- Exercise instructions -
Determine how many lines in the records hold "purple", and give that number with nothing added.

- Data for review -
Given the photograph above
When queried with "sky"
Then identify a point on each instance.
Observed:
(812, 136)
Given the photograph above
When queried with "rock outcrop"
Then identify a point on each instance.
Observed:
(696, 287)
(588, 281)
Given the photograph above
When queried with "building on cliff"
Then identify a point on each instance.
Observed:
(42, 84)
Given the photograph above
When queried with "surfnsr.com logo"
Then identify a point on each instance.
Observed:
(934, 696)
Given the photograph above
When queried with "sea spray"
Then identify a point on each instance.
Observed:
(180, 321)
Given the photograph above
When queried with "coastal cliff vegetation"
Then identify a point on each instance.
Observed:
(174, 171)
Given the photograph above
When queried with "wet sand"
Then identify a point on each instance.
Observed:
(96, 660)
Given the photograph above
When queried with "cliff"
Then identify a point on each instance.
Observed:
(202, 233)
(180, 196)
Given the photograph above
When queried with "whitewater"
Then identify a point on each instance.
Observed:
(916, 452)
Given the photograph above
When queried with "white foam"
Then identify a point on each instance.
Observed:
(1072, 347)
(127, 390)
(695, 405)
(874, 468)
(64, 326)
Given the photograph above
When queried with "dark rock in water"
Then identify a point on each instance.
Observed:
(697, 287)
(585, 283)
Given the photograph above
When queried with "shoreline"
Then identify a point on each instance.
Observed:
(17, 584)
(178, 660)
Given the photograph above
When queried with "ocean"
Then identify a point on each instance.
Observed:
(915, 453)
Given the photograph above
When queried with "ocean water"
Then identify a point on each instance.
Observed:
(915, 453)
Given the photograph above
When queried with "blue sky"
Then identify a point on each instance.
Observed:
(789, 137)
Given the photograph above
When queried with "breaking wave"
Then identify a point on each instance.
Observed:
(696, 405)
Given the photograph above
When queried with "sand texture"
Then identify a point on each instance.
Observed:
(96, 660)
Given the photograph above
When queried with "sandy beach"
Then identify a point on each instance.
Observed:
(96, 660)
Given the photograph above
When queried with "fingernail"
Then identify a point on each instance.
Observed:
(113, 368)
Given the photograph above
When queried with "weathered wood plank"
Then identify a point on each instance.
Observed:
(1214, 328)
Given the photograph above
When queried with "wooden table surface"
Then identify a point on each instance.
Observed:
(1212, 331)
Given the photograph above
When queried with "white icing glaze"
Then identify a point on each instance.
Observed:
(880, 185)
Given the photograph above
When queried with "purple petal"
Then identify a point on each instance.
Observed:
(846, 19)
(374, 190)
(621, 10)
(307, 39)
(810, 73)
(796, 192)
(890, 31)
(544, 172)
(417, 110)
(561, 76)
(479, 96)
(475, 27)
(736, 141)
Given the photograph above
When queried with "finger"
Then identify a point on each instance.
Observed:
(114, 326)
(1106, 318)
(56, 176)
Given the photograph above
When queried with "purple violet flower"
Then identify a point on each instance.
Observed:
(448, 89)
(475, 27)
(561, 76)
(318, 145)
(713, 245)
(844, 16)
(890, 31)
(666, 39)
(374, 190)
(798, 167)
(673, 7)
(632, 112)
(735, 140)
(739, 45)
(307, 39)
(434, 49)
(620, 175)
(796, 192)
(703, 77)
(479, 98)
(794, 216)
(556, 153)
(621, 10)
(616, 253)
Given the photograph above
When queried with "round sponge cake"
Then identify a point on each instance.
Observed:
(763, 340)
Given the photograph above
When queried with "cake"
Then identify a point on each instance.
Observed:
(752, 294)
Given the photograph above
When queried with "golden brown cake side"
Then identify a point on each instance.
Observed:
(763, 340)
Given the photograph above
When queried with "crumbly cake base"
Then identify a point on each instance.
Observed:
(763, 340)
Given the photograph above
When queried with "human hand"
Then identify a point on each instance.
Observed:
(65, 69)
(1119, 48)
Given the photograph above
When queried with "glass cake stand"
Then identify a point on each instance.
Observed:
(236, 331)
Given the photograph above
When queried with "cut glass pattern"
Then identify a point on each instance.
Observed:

- Answer below -
2